- _What to produce_: The entries below contain a stretch that opens with the line containing "Target: tall tree" and closes with the line containing "[point] green hedge"; set down that stretch exactly, both ends included, and nothing else.

- _Task inputs_:
—————

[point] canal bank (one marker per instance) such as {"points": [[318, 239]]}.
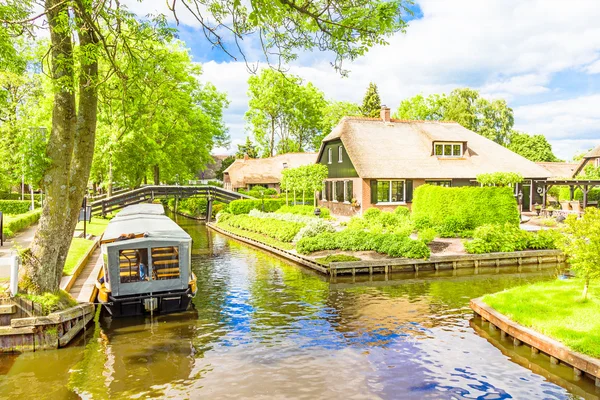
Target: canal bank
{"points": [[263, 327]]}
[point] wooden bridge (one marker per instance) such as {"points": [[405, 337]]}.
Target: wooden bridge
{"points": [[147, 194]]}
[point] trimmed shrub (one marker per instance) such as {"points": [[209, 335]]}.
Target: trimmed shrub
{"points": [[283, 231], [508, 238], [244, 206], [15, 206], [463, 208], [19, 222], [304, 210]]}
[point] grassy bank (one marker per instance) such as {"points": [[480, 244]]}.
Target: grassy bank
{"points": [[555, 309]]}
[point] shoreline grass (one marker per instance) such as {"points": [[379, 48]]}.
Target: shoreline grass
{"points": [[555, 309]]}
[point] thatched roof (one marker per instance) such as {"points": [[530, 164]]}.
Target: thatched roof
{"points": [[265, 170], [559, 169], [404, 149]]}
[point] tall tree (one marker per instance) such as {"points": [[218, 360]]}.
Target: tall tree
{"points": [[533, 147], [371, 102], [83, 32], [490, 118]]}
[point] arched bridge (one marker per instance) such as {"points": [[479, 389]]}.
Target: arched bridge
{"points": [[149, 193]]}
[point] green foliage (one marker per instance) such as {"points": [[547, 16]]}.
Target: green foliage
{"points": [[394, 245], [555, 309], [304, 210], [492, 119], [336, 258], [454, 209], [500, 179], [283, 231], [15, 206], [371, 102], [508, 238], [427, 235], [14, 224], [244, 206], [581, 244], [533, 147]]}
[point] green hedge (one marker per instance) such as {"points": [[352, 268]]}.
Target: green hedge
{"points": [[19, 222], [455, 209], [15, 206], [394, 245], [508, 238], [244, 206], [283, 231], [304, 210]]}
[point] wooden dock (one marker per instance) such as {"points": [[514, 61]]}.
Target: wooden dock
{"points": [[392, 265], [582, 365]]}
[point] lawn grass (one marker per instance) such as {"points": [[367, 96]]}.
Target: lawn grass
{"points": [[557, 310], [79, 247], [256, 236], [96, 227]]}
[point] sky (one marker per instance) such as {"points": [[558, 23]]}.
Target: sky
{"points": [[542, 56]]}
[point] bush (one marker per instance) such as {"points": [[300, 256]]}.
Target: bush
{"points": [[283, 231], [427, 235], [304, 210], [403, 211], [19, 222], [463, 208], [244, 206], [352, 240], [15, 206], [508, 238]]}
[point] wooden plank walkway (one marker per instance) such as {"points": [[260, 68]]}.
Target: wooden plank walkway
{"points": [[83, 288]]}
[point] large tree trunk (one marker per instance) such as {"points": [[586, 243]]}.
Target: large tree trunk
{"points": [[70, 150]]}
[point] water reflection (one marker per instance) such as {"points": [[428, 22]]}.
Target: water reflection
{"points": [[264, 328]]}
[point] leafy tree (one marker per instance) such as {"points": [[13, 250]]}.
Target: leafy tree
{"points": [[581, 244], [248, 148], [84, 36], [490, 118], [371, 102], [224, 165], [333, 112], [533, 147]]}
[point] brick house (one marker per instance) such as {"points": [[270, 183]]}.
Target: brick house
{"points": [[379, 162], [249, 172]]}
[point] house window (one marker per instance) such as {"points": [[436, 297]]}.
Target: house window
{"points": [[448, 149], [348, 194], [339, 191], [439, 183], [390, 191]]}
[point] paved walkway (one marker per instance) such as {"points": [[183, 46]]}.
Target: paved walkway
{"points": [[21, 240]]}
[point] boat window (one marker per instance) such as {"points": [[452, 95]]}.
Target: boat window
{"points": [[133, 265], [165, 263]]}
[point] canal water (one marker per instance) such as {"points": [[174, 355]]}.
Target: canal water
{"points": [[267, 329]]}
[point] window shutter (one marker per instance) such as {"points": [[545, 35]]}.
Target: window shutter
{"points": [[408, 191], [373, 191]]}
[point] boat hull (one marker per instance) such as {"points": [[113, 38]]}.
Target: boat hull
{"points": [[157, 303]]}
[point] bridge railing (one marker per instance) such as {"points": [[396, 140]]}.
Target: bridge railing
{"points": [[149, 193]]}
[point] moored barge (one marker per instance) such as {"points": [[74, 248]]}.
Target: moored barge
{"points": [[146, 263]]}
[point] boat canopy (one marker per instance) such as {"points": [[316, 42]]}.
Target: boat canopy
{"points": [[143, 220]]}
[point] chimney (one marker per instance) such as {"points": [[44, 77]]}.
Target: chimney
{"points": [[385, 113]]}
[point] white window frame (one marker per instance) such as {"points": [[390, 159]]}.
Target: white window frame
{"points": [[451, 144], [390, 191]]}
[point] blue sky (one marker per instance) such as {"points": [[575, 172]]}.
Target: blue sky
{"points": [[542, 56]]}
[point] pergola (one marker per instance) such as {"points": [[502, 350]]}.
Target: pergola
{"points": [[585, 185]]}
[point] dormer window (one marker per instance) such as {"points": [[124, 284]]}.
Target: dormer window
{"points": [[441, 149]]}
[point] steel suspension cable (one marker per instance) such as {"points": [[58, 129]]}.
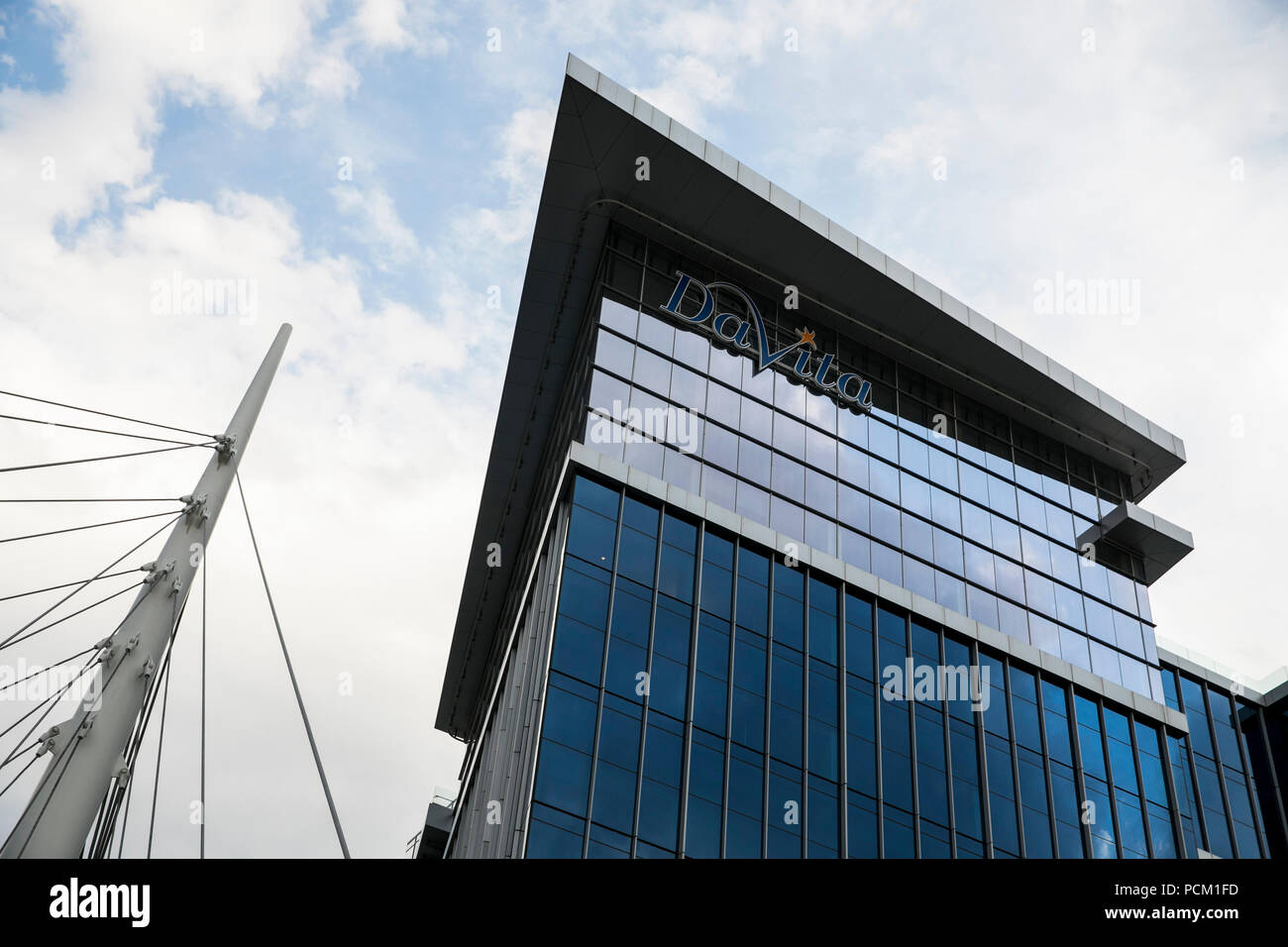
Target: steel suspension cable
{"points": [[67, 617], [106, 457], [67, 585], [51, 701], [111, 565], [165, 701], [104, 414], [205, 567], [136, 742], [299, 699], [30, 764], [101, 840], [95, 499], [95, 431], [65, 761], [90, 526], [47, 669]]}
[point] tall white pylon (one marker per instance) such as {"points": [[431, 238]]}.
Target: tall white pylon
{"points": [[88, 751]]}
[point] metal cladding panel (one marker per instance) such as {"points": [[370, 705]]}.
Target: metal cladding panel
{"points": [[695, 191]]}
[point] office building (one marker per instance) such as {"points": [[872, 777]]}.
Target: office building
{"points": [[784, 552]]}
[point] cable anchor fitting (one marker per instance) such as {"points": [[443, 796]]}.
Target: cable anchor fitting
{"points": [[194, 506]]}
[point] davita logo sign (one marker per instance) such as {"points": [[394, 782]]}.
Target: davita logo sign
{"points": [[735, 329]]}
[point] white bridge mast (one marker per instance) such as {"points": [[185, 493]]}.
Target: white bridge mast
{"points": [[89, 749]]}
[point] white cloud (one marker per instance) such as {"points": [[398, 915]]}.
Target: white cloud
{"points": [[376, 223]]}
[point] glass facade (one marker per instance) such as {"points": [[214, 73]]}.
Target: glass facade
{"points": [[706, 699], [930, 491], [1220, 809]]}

—————

- _Exercise solution_:
Target: tall tree
{"points": [[533, 147], [371, 102], [83, 32], [490, 118]]}
[point] arched bridge (one marker per instance) such as {"points": [[479, 389]]}.
Target: arched bridge
{"points": [[149, 193]]}
[point] green foliage (one marker per instance) such as {"points": [[547, 16]]}.
Target: green foliage
{"points": [[394, 245], [555, 309], [304, 210], [492, 119], [336, 258], [454, 209], [500, 179], [283, 231], [15, 206], [371, 102], [508, 238], [427, 235], [14, 224], [244, 206], [581, 244], [533, 147]]}
[point] green hedge (one marker per instance) such as {"points": [[352, 268]]}.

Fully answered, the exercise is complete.